> _Exercise directions_:
Rewrite everything from the start of the items down to the line containing "point(317, 347)" with each "tree trunk" changed to "main trunk" and all else left unchanged.

> _Extracted material_:
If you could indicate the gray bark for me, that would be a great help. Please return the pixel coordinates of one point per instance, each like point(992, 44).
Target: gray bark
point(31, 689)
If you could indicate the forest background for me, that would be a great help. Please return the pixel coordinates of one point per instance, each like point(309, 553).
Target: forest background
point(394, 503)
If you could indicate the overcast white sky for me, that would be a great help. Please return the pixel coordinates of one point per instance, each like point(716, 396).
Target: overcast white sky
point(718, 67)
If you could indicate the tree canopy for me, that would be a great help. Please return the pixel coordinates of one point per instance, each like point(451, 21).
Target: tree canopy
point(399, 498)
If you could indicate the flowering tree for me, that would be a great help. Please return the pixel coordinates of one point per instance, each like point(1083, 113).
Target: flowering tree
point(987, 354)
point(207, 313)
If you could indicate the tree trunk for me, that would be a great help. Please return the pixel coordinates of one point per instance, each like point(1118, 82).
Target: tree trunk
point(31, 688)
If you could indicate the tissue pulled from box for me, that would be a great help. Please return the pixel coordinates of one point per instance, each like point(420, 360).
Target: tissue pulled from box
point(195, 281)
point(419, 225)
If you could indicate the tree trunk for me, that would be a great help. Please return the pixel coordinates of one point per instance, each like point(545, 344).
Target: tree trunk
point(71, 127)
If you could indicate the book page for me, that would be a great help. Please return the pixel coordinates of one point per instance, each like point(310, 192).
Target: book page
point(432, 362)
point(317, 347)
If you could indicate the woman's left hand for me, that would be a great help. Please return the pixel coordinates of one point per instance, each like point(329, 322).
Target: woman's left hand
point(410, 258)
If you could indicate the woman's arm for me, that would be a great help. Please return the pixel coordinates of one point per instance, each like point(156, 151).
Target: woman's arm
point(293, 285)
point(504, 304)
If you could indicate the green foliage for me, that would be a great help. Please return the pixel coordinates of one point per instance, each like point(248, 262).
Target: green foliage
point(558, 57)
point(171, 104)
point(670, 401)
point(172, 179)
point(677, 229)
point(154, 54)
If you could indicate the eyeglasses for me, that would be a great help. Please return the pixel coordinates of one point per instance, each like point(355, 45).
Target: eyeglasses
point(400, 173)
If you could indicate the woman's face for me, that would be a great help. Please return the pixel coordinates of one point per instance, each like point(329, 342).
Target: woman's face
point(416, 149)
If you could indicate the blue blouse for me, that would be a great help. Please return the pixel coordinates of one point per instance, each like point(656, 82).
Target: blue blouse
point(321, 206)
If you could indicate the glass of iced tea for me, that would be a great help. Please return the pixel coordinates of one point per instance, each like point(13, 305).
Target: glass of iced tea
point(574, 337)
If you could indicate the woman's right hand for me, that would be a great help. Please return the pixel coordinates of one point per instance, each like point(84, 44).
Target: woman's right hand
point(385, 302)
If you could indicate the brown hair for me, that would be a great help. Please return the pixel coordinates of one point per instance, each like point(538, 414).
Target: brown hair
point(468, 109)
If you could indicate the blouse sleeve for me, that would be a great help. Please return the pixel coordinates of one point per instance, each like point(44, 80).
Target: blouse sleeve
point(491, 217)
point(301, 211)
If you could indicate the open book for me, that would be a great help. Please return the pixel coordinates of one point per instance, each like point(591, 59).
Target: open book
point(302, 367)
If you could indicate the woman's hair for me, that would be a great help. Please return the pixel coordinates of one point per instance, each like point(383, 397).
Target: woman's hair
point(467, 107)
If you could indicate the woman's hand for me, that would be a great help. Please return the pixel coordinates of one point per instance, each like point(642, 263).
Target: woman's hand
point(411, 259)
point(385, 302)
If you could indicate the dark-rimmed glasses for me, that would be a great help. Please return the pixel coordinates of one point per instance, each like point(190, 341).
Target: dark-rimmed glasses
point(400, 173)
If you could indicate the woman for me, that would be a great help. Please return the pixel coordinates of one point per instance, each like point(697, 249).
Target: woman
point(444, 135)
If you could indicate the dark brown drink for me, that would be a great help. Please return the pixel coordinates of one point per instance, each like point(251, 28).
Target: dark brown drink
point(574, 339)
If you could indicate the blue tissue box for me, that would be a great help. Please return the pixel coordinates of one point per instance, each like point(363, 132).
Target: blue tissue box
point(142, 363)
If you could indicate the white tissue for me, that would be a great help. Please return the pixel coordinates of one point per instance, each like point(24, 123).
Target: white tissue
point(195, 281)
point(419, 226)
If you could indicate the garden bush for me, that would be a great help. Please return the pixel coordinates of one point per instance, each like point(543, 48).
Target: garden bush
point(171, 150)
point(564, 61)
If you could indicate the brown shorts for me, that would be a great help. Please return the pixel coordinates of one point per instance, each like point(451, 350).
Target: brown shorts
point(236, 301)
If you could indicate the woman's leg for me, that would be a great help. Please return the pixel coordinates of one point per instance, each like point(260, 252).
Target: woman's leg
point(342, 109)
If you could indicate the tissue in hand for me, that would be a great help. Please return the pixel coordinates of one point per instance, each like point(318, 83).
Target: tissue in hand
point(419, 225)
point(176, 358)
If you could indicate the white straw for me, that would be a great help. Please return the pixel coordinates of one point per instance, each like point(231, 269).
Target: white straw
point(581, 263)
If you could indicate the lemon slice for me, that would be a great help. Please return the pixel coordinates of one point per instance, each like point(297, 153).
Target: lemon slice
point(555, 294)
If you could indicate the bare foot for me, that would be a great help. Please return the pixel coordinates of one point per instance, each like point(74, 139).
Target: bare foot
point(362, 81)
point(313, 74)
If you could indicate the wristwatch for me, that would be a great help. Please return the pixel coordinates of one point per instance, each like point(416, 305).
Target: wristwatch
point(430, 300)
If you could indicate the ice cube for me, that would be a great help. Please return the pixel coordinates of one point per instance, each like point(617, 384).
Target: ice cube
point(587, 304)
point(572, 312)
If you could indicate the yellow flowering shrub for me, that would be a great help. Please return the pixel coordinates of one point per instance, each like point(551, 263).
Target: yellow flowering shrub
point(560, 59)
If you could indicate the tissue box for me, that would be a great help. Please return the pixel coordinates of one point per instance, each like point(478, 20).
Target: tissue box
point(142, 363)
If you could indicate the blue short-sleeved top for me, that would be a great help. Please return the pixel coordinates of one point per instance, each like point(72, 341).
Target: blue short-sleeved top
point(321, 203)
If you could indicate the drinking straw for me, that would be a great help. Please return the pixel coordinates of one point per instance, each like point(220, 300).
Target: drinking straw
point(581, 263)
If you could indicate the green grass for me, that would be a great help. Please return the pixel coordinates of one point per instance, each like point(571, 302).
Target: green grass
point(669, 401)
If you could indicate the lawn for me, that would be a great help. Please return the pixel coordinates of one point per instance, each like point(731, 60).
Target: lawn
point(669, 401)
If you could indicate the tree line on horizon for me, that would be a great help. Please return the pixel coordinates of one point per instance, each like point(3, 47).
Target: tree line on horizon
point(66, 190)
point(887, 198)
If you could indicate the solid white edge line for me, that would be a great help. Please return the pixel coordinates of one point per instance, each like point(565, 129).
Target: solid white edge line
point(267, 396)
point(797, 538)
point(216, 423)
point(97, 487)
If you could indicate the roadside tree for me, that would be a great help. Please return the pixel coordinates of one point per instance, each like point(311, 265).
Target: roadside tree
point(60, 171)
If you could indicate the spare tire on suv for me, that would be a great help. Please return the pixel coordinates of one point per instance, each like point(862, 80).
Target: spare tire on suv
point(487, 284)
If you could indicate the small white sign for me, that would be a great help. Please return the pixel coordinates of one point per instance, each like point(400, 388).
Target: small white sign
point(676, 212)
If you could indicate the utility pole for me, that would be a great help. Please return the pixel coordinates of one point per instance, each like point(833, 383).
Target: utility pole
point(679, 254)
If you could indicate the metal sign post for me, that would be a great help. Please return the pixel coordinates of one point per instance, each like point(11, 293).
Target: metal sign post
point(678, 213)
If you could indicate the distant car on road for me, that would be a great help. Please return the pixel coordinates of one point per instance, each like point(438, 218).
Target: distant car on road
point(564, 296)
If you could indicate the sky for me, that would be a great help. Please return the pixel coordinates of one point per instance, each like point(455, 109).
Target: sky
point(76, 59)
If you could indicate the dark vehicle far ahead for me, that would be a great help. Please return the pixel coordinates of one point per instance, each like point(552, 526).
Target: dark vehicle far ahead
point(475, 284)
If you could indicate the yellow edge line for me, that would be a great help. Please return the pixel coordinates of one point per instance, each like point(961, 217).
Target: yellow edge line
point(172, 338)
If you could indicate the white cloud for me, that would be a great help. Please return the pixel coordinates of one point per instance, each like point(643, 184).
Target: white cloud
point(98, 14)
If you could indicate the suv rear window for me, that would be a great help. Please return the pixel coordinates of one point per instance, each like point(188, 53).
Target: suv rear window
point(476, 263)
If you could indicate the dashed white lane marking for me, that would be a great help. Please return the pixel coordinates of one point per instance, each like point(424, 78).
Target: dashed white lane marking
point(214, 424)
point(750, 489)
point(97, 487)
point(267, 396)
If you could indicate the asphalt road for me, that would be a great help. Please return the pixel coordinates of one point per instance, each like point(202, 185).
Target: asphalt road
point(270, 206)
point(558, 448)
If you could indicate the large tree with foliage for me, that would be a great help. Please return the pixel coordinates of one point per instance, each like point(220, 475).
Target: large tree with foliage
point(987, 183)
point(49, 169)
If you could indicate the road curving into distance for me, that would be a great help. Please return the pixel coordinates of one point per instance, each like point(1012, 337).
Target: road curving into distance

> _Correct output_:
If you could indicate the gray bark for me, that would be a great help. Please return the pixel coordinates of one point per instance, each like point(992, 44).
Target: gray bark
point(31, 689)
If you could indicate the forest background for me, that would be a great help. Please return the pixel coordinates of one point per instance, each like point(309, 553).
Target: forest background
point(394, 503)
If you could indicate the overcast white sky for me, that would be a great help. Please return the pixel coordinates of one point per instance, each like point(716, 396).
Target: overcast white sky
point(718, 67)
If you could indicate the tree canopy for me, that would be a great help. Please return the pixel coordinates of one point per instance, each like point(451, 21).
Target: tree canopy
point(399, 498)
If you could indicate the flowering tree for me, that would be a great help. Please return the pixel coordinates of one point per instance, each like point(1083, 113).
Target: flowering tree
point(987, 354)
point(207, 313)
If you could indicate the main trunk for me, that would be a great help. Please return the pixel coordinates of one point per instance, each like point(1118, 82).
Target: main trunk
point(31, 688)
If you could indicate the tissue pulled from box for me, that would be a great help. Please return the pixel coordinates of one point per instance, each like point(420, 360).
Target: tissue pulled from box
point(195, 281)
point(419, 225)
If you could indicate the main trunk for me, that would be a great help. Please return the pixel coordinates of one point per instance, each like point(545, 344).
Target: main trunk
point(71, 127)
If you could indicate the book page for me, that would be a great help. Please return the pixel coordinates of one point per instance, each like point(310, 192).
Target: book page
point(432, 362)
point(317, 347)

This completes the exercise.